[Records from a collection]
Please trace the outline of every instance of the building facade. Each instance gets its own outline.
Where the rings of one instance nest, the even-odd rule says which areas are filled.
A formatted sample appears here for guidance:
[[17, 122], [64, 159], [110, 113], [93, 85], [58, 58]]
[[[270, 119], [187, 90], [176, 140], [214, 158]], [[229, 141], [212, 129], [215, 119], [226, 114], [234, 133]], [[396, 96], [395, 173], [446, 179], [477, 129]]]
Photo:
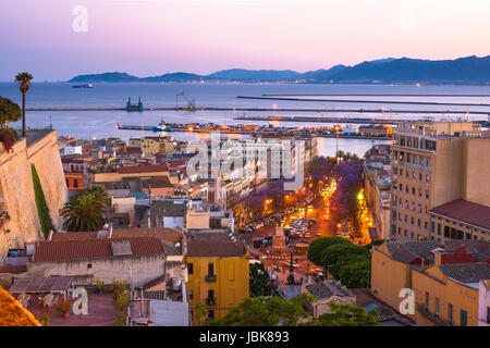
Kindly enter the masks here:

## [Aim of the exercise]
Convert the lines of the data above into a numbered list, omitting any blank lines and leaving out the pictures.

## [The completed task]
1. Please trace the outline of every instance of the building facade. Each instance gets its own outline.
2. Where the rings of one instance nest, the even-odd rule says which areas are filled.
3. A formatted sample appears here for guidance:
4. [[17, 122], [64, 159], [110, 113], [93, 85], [58, 58]]
5. [[[270, 119], [187, 90], [176, 140], [214, 158]], [[229, 141], [212, 129], [215, 119], [226, 114], [234, 133]], [[396, 96], [395, 173], [446, 179], [477, 129]]]
6. Photo:
7. Kindly enter the masks here:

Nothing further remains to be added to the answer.